**Goal of the exercise:** In this exercise, set down every entry that follows exactly as it appears.

(Data records)
______________________________

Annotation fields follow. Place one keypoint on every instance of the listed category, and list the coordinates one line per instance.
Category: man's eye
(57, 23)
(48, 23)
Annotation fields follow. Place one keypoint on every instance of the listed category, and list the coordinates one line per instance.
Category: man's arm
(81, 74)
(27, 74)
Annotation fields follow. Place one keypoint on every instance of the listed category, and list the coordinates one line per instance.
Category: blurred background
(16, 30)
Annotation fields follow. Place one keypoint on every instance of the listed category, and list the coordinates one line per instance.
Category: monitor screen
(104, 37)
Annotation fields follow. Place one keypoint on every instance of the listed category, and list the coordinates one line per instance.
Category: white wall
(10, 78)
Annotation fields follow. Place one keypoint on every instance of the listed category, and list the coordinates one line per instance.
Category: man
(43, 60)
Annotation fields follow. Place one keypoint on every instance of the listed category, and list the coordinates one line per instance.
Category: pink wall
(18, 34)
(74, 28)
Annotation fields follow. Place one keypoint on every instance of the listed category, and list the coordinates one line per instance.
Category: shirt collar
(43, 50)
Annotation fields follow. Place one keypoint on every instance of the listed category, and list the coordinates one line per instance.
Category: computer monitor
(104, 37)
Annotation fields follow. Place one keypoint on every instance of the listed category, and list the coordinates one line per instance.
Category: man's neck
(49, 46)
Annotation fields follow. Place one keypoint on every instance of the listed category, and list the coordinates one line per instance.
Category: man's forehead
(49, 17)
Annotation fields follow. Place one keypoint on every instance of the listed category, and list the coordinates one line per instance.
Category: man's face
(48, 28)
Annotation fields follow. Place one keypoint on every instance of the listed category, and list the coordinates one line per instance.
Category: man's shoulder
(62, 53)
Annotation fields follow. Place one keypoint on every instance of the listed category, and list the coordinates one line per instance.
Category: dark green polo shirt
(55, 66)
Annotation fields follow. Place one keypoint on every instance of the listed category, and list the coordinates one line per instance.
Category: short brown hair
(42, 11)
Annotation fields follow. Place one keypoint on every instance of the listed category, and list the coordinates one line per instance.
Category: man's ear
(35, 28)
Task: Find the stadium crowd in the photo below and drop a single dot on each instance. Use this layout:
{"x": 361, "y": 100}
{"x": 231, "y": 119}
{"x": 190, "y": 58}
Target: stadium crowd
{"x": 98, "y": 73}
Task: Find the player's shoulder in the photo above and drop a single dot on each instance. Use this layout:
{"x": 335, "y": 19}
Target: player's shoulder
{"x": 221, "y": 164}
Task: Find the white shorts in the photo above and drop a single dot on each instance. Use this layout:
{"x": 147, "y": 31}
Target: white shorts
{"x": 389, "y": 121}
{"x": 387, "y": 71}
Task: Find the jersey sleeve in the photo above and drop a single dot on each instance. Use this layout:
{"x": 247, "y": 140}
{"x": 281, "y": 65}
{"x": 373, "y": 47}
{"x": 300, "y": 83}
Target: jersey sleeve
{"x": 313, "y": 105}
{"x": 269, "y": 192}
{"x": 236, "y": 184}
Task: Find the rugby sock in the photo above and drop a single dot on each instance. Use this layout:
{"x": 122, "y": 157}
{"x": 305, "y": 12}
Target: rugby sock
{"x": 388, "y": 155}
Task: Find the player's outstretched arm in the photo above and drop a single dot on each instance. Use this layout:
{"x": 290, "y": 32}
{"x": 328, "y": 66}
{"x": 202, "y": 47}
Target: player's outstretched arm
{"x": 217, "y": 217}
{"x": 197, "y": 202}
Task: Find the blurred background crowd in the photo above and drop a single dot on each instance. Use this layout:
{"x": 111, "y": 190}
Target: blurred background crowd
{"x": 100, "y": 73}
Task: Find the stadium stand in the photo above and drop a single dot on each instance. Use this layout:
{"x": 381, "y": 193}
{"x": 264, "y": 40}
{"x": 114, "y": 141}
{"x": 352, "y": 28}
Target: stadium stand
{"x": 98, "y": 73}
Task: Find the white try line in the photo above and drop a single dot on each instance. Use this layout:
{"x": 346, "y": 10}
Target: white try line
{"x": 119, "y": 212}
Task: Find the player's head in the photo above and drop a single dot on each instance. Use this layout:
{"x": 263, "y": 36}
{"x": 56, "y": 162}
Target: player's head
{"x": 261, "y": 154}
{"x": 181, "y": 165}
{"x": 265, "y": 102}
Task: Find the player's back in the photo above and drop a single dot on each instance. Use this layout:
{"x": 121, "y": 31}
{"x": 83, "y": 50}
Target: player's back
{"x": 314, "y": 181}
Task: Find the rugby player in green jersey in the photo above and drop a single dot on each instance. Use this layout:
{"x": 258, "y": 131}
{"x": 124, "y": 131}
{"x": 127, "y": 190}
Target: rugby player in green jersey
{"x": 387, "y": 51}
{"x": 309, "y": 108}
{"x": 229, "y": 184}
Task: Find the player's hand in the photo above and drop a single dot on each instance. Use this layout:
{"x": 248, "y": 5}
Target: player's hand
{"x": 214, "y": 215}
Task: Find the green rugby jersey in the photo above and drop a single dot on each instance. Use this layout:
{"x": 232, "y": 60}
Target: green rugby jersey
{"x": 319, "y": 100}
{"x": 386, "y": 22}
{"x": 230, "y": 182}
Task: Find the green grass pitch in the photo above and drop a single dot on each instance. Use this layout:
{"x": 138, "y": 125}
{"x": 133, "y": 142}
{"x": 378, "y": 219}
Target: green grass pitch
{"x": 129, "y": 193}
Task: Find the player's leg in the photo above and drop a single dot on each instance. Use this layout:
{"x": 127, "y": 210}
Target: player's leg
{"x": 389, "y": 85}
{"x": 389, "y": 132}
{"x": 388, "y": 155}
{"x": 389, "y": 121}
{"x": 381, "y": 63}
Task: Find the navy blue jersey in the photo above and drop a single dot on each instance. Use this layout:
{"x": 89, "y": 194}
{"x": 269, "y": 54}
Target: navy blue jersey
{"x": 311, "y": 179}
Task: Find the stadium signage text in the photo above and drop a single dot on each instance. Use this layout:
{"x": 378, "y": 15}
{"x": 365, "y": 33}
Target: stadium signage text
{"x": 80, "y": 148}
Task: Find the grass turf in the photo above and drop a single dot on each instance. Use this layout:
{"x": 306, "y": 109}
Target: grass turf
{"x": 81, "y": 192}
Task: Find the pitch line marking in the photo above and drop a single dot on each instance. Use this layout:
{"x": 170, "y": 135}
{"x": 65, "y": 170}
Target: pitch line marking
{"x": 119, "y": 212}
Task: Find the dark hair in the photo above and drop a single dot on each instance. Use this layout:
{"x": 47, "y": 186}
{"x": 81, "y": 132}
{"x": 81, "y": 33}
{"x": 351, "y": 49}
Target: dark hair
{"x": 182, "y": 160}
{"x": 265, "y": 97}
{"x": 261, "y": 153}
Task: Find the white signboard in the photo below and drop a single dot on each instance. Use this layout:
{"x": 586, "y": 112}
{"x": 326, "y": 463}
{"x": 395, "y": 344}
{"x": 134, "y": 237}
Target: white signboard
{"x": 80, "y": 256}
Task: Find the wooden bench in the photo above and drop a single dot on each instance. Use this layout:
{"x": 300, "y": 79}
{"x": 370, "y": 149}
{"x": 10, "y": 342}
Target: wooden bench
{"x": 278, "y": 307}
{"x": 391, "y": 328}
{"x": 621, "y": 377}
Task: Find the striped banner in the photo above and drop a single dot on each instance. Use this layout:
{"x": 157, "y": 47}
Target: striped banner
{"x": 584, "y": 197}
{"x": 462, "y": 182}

______________________________

**Result:**
Annotation fields follow. Place one keypoint on every instance of the listed category, and list the coordinates one line per instance.
Category: man's eye
(57, 23)
(48, 23)
Annotation fields follow. Place one keypoint on every instance of the listed category, and list the coordinates one line per instance.
Category: man's arm
(81, 74)
(27, 74)
Annotation fields follow. Place one keypoint on every instance of the listed category, and list the coordinates one line per instance.
Category: blurred background
(16, 30)
Annotation fields follow. Place one keypoint on every instance of the listed category, and list the coordinates one line per instance.
Category: monitor screen
(104, 37)
Annotation fields follow. Place one keypoint on every instance of the listed category, and list the coordinates one line per instance.
Category: white wall
(10, 78)
Annotation fields follow. Place one keypoint on every instance of the listed category, and list the coordinates one line per instance.
Category: man
(43, 60)
Annotation fields follow. Place one keypoint on every instance of the listed category, and list the coordinates one line per instance.
Category: pink wall
(18, 34)
(74, 28)
Annotation fields follow. Place one keypoint on every instance of the listed category, and list the coordinates one line per instance.
Category: shirt collar
(43, 50)
Annotation fields follow. Place one keypoint on every instance of the listed category, and list the coordinates one line per instance.
Category: computer monitor
(104, 37)
Annotation fields follow. Place one keypoint on every instance of the listed category, and list the coordinates one line per instance.
Category: man's neck
(49, 46)
Annotation fields follow. Place one keypoint on every instance of the listed category, and list the coordinates one line per instance.
Category: man's forehead
(49, 17)
Annotation fields follow. Place one keypoint on every instance of the listed category, and list the coordinates one line per instance.
Category: man's face
(48, 28)
Annotation fields follow. Place one keypoint on every instance of the listed category, and list the coordinates one line per instance.
Category: man's shoulder
(62, 53)
Annotation fields follow. Place one keypoint on every instance of the listed category, and list the coordinates one line per instance.
Category: dark green polo shirt
(55, 66)
Annotation fields follow. Place one keypoint on every instance of the listed category, and list the coordinates one line per instance.
Category: short brown hair
(42, 11)
Annotation fields follow. Place one keypoint on every instance of the listed category, and list the coordinates one line per instance.
Category: man's ear
(35, 28)
Task: Find the stadium crowd in the photo below and drop a single dot on each instance. Use this layout:
{"x": 361, "y": 100}
{"x": 231, "y": 119}
{"x": 190, "y": 58}
Target: stadium crowd
{"x": 98, "y": 73}
Task: Find the player's shoulder in the photo above and drop a single dot on each instance. Use this layout:
{"x": 335, "y": 19}
Target: player's shoulder
{"x": 221, "y": 164}
Task: Find the white shorts in the photo above and drop a single dot on each instance. Use this layout:
{"x": 147, "y": 31}
Target: white shorts
{"x": 389, "y": 121}
{"x": 387, "y": 71}
Task: Find the jersey sleeve in the photo above and drop a single dot on each instance. Use this layout:
{"x": 247, "y": 140}
{"x": 281, "y": 65}
{"x": 373, "y": 47}
{"x": 300, "y": 83}
Target: jersey sleeve
{"x": 313, "y": 105}
{"x": 269, "y": 192}
{"x": 236, "y": 184}
Task: Find the rugby sock in the photo above and drop a single dot on each instance. Use this layout:
{"x": 122, "y": 157}
{"x": 305, "y": 12}
Target: rugby sock
{"x": 388, "y": 155}
Task: Find the player's outstretched arm in the photo above and drop a single dot on each instance. Use this layout:
{"x": 290, "y": 32}
{"x": 328, "y": 66}
{"x": 202, "y": 47}
Target: player's outstretched arm
{"x": 217, "y": 217}
{"x": 197, "y": 202}
Task: Find the blurred background crowd in the photo above and drop a single dot on each instance. Use this layout:
{"x": 111, "y": 190}
Target: blurred background crowd
{"x": 100, "y": 73}
Task: Find the stadium stand in the photo above and drop a single dot on each instance. Use this layout:
{"x": 381, "y": 193}
{"x": 264, "y": 40}
{"x": 114, "y": 141}
{"x": 352, "y": 28}
Target: stadium stand
{"x": 98, "y": 73}
Task: Find the white try line in the photo above and drop a single dot on each instance. Use this layout:
{"x": 346, "y": 10}
Target: white try line
{"x": 119, "y": 212}
Task: Find the player's head in the photo above and drop a single dot on each instance. Use this layout:
{"x": 263, "y": 36}
{"x": 56, "y": 162}
Target: player's head
{"x": 261, "y": 154}
{"x": 181, "y": 165}
{"x": 265, "y": 102}
Task: Find the player's back in the photo above and drop a single dot on each instance. Use this layout:
{"x": 121, "y": 31}
{"x": 83, "y": 50}
Target: player's back
{"x": 314, "y": 181}
Task: Find the rugby player in green jersey in the photo above and drop a single dot on each instance. Use this layout:
{"x": 258, "y": 131}
{"x": 124, "y": 131}
{"x": 127, "y": 190}
Target: rugby player in green jersey
{"x": 387, "y": 51}
{"x": 309, "y": 108}
{"x": 229, "y": 184}
Task: Find the player's hand in the photo above and drop a single dot on each instance. Use this layout:
{"x": 248, "y": 5}
Target: player's hand
{"x": 214, "y": 215}
Task: Find the green rugby jersey in the photo above and drop a single dot on each instance. Use this layout:
{"x": 232, "y": 60}
Target: green rugby jersey
{"x": 319, "y": 100}
{"x": 386, "y": 22}
{"x": 230, "y": 182}
Task: Find the green grass pitch in the photo above and drop a single dot on each instance. Use this layout:
{"x": 138, "y": 125}
{"x": 133, "y": 142}
{"x": 378, "y": 219}
Target: green grass pitch
{"x": 129, "y": 193}
Task: Find the player's leg in the photo above and drop a single dot on each instance. Use this layout:
{"x": 127, "y": 210}
Target: player's leg
{"x": 389, "y": 85}
{"x": 389, "y": 132}
{"x": 388, "y": 155}
{"x": 389, "y": 121}
{"x": 381, "y": 63}
Task: Find the navy blue jersey in the photo above and drop a single dot on each instance. Use this layout:
{"x": 89, "y": 194}
{"x": 269, "y": 54}
Target: navy blue jersey
{"x": 311, "y": 179}
Task: Find the stadium signage text in the photo above and drop a single dot on each instance. Use this layout:
{"x": 378, "y": 15}
{"x": 365, "y": 33}
Target: stadium signage text
{"x": 80, "y": 148}
Task: Find the grass turf in the photo above and drop a single dot on each instance. Use this layout:
{"x": 306, "y": 109}
Target: grass turf
{"x": 81, "y": 192}
Task: Find the pitch line marking in the photo above and drop a single dot on each instance. Use this layout:
{"x": 170, "y": 135}
{"x": 65, "y": 170}
Target: pitch line marking
{"x": 119, "y": 212}
Task: Find the dark hair in the photo above and drop a single dot on each instance. Use this layout:
{"x": 47, "y": 186}
{"x": 81, "y": 132}
{"x": 81, "y": 33}
{"x": 351, "y": 49}
Target: dark hair
{"x": 182, "y": 160}
{"x": 265, "y": 97}
{"x": 261, "y": 153}
Task: Find the white signboard in the photo below and drop a single dot on each instance. Use this layout:
{"x": 586, "y": 112}
{"x": 326, "y": 463}
{"x": 395, "y": 344}
{"x": 134, "y": 237}
Target: white signboard
{"x": 80, "y": 256}
Task: Find the wooden bench in the photo above and drop a single dot on each instance. Use this layout:
{"x": 300, "y": 79}
{"x": 370, "y": 149}
{"x": 10, "y": 342}
Target: wooden bench
{"x": 278, "y": 307}
{"x": 391, "y": 328}
{"x": 621, "y": 377}
Task: Find the striped banner in the photo above and drop a single dot on each instance. Use this layout:
{"x": 157, "y": 47}
Target: striped banner
{"x": 584, "y": 197}
{"x": 462, "y": 182}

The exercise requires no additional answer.